## Begin PROVIDED MATERIAL

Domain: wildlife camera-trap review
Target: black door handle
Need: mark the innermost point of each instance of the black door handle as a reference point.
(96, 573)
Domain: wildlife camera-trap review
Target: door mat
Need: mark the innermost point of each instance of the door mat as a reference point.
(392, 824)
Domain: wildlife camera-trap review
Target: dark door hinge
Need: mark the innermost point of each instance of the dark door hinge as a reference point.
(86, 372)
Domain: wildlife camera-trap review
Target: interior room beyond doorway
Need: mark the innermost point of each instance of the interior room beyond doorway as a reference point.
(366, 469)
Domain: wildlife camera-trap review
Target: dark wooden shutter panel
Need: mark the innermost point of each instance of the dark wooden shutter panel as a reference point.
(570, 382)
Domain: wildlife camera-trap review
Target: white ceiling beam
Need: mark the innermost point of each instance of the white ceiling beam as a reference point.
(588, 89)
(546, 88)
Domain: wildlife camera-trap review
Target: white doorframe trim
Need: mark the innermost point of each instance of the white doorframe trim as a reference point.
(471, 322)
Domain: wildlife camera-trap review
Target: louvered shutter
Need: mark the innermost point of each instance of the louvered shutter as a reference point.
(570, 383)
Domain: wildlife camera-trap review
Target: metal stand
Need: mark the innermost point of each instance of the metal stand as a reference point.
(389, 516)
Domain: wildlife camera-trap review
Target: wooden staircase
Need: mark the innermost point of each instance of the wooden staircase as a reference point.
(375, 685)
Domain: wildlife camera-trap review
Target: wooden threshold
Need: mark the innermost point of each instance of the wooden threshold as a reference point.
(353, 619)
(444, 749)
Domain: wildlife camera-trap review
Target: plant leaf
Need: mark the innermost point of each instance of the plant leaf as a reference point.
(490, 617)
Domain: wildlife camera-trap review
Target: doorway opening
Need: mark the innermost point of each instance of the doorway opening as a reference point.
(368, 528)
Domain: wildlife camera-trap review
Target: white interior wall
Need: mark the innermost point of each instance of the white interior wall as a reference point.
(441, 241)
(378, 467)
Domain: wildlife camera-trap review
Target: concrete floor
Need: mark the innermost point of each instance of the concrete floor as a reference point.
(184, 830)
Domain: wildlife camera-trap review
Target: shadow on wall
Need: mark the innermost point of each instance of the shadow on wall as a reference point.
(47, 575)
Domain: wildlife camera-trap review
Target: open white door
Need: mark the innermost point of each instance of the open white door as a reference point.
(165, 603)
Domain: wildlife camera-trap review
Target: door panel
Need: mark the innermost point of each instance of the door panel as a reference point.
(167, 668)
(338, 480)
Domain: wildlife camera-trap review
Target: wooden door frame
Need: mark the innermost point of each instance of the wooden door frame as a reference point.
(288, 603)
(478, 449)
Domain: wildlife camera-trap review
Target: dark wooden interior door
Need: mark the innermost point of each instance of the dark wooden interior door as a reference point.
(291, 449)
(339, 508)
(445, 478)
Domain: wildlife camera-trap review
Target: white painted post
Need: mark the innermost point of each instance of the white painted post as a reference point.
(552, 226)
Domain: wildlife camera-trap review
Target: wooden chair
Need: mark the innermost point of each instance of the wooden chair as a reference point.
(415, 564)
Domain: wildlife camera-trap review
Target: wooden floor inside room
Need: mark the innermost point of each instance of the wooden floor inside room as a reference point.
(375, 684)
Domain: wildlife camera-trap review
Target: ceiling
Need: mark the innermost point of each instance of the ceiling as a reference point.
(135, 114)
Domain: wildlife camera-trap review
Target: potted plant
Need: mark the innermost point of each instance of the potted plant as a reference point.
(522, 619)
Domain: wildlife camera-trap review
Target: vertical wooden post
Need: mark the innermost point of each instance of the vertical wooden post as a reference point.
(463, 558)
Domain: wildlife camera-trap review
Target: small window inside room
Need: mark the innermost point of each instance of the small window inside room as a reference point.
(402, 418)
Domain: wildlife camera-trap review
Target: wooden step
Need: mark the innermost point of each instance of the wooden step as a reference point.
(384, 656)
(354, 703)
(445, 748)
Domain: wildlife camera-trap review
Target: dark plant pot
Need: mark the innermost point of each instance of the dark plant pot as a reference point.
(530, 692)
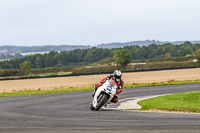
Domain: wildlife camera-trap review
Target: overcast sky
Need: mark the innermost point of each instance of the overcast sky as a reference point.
(92, 22)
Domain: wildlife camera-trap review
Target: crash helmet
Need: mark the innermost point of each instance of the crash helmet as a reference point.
(117, 75)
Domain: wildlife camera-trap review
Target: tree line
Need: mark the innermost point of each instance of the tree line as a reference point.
(91, 55)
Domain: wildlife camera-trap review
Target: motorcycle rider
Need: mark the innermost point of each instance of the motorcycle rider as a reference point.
(115, 77)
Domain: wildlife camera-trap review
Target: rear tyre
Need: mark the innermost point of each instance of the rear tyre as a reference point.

## End PROVIDED MATERIAL

WORK INSTRUCTIONS: Pictures don't belong in the copy. Restate all the entries exactly.

RESULT FOR THIS EXERCISE:
Domain: wildlife camera-trap review
Target: black door handle
Need: mark the innermost point of each instance of the black door handle as a reference point.
(96, 573)
Domain: wildlife camera-trap review
Target: door mat
Need: mark the innermost point of each instance of the door mat as a reference point.
(392, 824)
Domain: wildlife camera-trap review
Target: dark door hinge
Need: mark the innermost point of each instance of the dark door hinge as a reference point.
(86, 372)
Domain: wildlife camera-trap review
Target: interior room beyond doorway
Need: mark the innermost point of each instance of the interior room beyond doorway as a reference point.
(366, 469)
Domain: wildlife camera-trap review
Target: dark wooden shutter panel
Need: mark the innermost point of each instance of the dark wooden shutter panel as a reference point.
(570, 382)
Domain: wildlife camera-trap review
Target: white ceiling beam
Need: mark the innermost point of each instance of the white ceiling beam as a reference point.
(588, 89)
(546, 88)
Domain: wildlife camera-trap review
Target: white doorframe trim
Need: mark the innermost point of each instance of the white doorframe trim as a reference point.
(471, 322)
Domain: wildlife camera-trap review
Target: louvered shutter
Need: mark the innermost point of each instance of the louvered shutter as a reference point.
(570, 383)
Domain: wildlife camera-trap review
Target: metal stand
Need: mark the innermost point of each instance of the metal stand as a reference point.
(389, 516)
Domain: wildlife camera-trap review
Target: wooden staircase
Need: mark the innermost point of each instance of the wooden staircase as a reference point.
(375, 685)
Domain: wildlife camera-trap review
Target: wooden threshold
Need: mark the innermost point of each instance of the wooden threshold as a reference point.
(353, 619)
(444, 749)
Domain: wildlife camera-trap review
Target: plant leaf
Need: mark the innermost point of each instance of the plant leaf as a reference point.
(490, 617)
Domain: wildlife camera-trap review
Target: doorway opening
Need: mark the innermost point of each instance of the doorway opening as a reference point.
(368, 528)
Domain: wildlife camera-trap review
Target: white interior wall
Need: mark the innermost point of each instance of the white interior wall as a reference point.
(441, 241)
(378, 467)
Domain: wildlife camera-trap review
Target: concrete floor
Need: mark the innermost point of each instance of the concrete floor as a reference point.
(184, 830)
Domain: wildlife camera-trap review
Target: shadow on wall
Need: mark the innermost point of each instance of the shadow on wall as a reference point.
(47, 575)
Domain: wildlife camera-trap review
Target: open white door
Need: mark the innermost point of each instance of the open white door as a reference point.
(165, 603)
Domain: wildlife camera-trap review
Target: door panel
Need: mark the innermost point of each instance of the door panel as a reference point.
(167, 668)
(338, 480)
Domain: wildlife camera-trap review
Target: wooden door frame
Need: mark the innermost point of each instance of the wooden door frame as a reference point.
(288, 603)
(478, 449)
Domain: wildlife camera-trap review
Target: dark wooden interior door
Need: mark the innermost point of each instance of the dark wooden interior door as a reference point.
(291, 449)
(339, 508)
(445, 478)
Domain: wildlife camera-trap review
Target: white painted post
Need: mark the innermost point of each instance of the white painted post as a reference point.
(552, 226)
Domain: wildlife camera-trap review
Target: wooden chair
Need: mark the innermost point of each instance of the wooden chair as a reference point.
(415, 564)
Domain: wildlife camera-trap review
Target: wooden floor inside room
Need: mark the innermost point of each instance of the wooden floor inside room as a reference point.
(375, 684)
Domain: wildlife camera-trap review
Target: ceiling
Need: mark the innermost point of each instance of the ceiling as a reference point.
(135, 114)
Domain: wildlife camera-trap review
Target: potted plant
Need: mark the innermost point of each instance of the potted plant as a reference point.
(522, 619)
Domain: wildlife camera-trap review
Target: vertical wooden post
Need: mark the innermost point of each instance of the vertical wooden post as a reference point.
(463, 558)
Domain: wildlife camera-trap review
Target: small window inside room
Need: mark the innermost point of each instance of the small window inside room as a reference point.
(402, 418)
Domain: wildlife camera-trap review
Target: wooden step
Need: mark the innermost point of each instance of the wooden step as a reference point.
(384, 656)
(354, 703)
(445, 748)
Domain: wildlife camera-trap review
Target: dark plant pot
Need: mark the innermost point of each instance of the dark plant pot as a reference point.
(530, 692)
Domain: wildlife camera-trap review
Target: overcast sky
Need: mark the innermost point of each instance of the overcast sky as a reference point.
(92, 22)
Domain: wildlife camera-trap review
Target: crash helmet
Need: mark the innermost point of each instance of the crash helmet as a reference point.
(117, 75)
Domain: wildlife camera-trap review
Target: tree line
Need: mark the innermost point of each instance of the tree line as a reference point.
(91, 55)
Domain: wildlife camera-trap review
Target: motorcycle rider
Need: mark the innermost point of each instance of the motorcycle rider as a reference point.
(115, 77)
Domain: wildlife camera-trap review
Target: rear tyre
Need: mark the innermost point of each instance of the rear tyre as a reference point.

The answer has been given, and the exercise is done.